Source records
BEGIN

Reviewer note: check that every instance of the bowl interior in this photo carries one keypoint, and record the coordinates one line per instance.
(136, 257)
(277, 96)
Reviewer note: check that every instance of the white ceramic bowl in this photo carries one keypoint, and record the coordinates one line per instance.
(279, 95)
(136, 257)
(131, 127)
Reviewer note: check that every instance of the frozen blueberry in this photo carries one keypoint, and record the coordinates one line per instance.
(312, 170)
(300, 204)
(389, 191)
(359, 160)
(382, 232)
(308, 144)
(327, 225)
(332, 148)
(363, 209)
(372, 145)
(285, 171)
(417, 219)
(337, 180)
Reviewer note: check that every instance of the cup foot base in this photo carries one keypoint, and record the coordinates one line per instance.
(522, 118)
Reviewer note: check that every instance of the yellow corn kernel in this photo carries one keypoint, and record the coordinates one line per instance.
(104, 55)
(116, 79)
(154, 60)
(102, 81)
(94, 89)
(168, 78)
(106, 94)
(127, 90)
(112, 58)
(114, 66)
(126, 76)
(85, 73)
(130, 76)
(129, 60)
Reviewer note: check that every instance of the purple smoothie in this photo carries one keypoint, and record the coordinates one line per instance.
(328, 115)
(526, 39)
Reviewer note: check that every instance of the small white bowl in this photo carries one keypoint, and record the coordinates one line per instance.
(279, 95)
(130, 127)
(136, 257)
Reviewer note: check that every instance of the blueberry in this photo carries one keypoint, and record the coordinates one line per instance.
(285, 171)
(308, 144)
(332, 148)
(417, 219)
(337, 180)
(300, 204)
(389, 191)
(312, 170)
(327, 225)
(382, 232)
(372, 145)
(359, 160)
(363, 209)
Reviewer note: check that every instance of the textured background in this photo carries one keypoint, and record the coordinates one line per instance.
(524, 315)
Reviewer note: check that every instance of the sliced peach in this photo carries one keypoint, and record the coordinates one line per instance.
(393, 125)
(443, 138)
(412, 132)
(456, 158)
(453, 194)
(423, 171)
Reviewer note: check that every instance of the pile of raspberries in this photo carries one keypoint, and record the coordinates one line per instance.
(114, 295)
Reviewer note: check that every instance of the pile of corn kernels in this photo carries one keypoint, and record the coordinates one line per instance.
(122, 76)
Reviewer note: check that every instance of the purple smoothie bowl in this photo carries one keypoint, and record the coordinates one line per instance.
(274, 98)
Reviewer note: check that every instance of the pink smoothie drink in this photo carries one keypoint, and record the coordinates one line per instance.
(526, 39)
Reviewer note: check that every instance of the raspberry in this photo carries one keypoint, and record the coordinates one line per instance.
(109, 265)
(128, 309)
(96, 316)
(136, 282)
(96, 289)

END

◆ Goal of the exercise ◆
In full and without alteration, write out the data above.

◆ Solution below ◆
Reviewer note: check that every instance of the bowl interior in this photo carries one keypoint, and record the coordinates one line per instance.
(136, 257)
(277, 96)
Reviewer note: check that every instance of the white ceramic bowl in this photo carries one keypoint, and record the coordinates one line per instance.
(279, 95)
(136, 257)
(131, 127)
Reviewer note: check that every instance of the frozen blueberry in this photo carries one keypoint, and record the coordinates one line per instance.
(312, 170)
(300, 204)
(389, 191)
(359, 160)
(382, 232)
(308, 144)
(327, 225)
(332, 148)
(363, 209)
(372, 145)
(285, 171)
(417, 219)
(337, 180)
Reviewer note: check that every instance of the cup foot base in this photo carries one keypoint, and record the coordinates one line per instance.
(522, 118)
Reviewer note: check that every instance of the yellow corn kernel in this photo carries one keypoint, and record the coordinates one line per instance.
(104, 55)
(116, 79)
(154, 60)
(102, 81)
(94, 89)
(168, 78)
(106, 94)
(127, 90)
(112, 58)
(114, 66)
(126, 76)
(85, 73)
(130, 76)
(129, 60)
Reviewer note: check that every instance of the purple smoothie in this photo carries one keypoint, and record the coordinates one line per instance.
(328, 115)
(526, 39)
Reviewer note: check that every instance of the small white bowl in this photo carries one keypoint, and record the coordinates one line per instance.
(279, 95)
(130, 127)
(136, 257)
Reviewer note: check that every instance of the blueberry in this photo carries one keypoint, and record the coordinates one line per instance.
(285, 171)
(308, 144)
(332, 148)
(417, 219)
(337, 180)
(300, 204)
(389, 191)
(312, 170)
(327, 225)
(382, 232)
(372, 145)
(359, 160)
(363, 209)
Reviewer note: check that every instance of the textured background in this photo carries one keypoint, and record the coordinates one line per instance.
(524, 315)
Reviewer note: check that every instance of the sliced peach in this photo carries one keypoint, and record the coordinates one line per instance.
(393, 125)
(443, 138)
(412, 132)
(456, 158)
(453, 194)
(423, 171)
Reviewer note: check that every instance of the pile of raspberries in this photo carries one keypoint, and record the coordinates one line per instance.
(114, 295)
Reviewer note: check that every instance of the pile of corn kernels in this photo carries one keypoint, and record the coordinates one line per instance.
(122, 76)
Reviewer note: check that every instance of the purple smoothie bowl in this photo carries one keypoint, and record the coordinates one line per instance.
(274, 98)
Reviewer note: check that every instance of the pink smoothie drink in this photo carries one keypoint, and record the coordinates one line per instance.
(526, 39)
Reviewer note: check that every instance of the raspberry in this photo carries one keypoint, and record the coordinates one line per instance.
(109, 265)
(128, 309)
(96, 316)
(136, 282)
(96, 289)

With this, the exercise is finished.